--- Set task 1 ---
Report how many lines of the entries below contain the word "building". Give only the number.

--- Reading passage ---
================================

Single by DJ BoBo

from the album There Is a Party
- Released: 1 September 1994
- Genre: Eurodance
- Length: 3:58
- Label: Fresh
- Songwriters: René Baumann; Axel Breitung; Kurt Burger;
- Producers: René Baumann; Axel Breitung;

DJ BoBo singles chronology
| "Everybody" (1994) | "Let the Dream Come True" (1994) | "Love Is All Around" (1995) |

Music video
- "Let the Dream Come True" on YouTube

= Let the Dream Come True =

1994 single by DJ BoBo

"Let the Dream Come True" is a song by Swiss Eurodance artist DJ BoBo, released in September 1994 via various European labels as the lead single from the artist's second album, There Is a Party (1994). The song features American singer Lori Glori (aka Lori Hölzel) and achieved success on the charts in Europe. It became a number-one hit in both Finland and Switzerland, and a top-10 hit in Germany, Austria and Lithuania. On the Eurochart Hot 100, the song peaked at number nine in November 1994. Outside Europe, it reached number 15 in Israel, number 28 on the RPM Dance/Urban chart in Canada and number 49 in Australia. The single was certified Gold in Germany.

==Critical reception==
Pan-European magazine Music & Media commented, "More of the same or...? Well, 'Let the Dream Come True' continues the Euro style of the Swiss DJ's previous hits."

==Music video==
The accompanying music video for "Let the Dream Come True" was directed by Frank Paul Husmann-Labusga. It was filmed in New York. In the video, we follow a story about an unemployed mother and her little son. In a shop in the city that has a vacancy, the mother goes in while the boy waits outside. But when she comes out again, the boy is gone. He has lost his way in the big city, but is found by a man in a limousine. While the mother walks around the city, desperately looking for her son, the two drive around looking for her. At a park, they get out of the limousine and walk into the park. They stop by at a performance. There the boy sees his mother in the audience and runs into her arms. Radiant with joy, they look at the man smiling at them before the video ends. In between this story, DJ BoBo performs the song with his dancer in and around an empty old factory building. The video was A-listed on Germany's VIVA in November 1994. Husmann-Labusga would also go on directing the videos for "Freedom" and "There Is a Party".

================================

--- Set task 2 ---
Answer these questions using the text about "Let the Dream Come True" above:
(a) What peak position did the song reach on the Eurochart Hot 100, and in what month and year?
(b) Who directed the music video?
(c) In what city was the music video filmed?

Entries from a pointing dataset
================================

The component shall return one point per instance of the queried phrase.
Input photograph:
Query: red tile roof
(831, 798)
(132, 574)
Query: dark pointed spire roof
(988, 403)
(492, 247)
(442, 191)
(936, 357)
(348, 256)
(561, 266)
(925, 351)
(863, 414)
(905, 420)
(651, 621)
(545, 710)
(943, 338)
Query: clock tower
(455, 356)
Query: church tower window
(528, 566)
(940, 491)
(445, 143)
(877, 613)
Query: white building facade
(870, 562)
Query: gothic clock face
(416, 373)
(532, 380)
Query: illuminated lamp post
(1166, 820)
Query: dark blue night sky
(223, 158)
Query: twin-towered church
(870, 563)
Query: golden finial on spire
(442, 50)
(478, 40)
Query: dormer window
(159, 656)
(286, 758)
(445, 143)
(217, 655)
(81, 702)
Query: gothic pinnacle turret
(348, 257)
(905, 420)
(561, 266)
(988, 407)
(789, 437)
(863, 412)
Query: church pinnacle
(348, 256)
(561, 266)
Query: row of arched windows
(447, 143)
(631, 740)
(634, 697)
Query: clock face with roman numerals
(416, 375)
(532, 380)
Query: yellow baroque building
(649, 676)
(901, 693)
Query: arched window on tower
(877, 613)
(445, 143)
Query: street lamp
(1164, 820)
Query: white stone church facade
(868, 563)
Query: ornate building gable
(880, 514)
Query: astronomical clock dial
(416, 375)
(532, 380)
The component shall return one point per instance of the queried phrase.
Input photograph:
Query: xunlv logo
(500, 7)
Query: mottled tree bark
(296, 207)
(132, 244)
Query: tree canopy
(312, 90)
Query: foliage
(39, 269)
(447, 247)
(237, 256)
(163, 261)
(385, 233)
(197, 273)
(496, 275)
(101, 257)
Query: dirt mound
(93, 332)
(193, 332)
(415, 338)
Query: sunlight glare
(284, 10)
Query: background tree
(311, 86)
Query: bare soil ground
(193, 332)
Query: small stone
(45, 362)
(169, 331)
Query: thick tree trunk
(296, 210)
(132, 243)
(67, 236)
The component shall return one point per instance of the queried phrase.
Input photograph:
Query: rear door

================================

--- Written answer 1 ---
3

--- Written answer 2 ---
(a) Number nine, in November 1994.
(b) Frank Paul Husmann-Labusga.
(c) New York.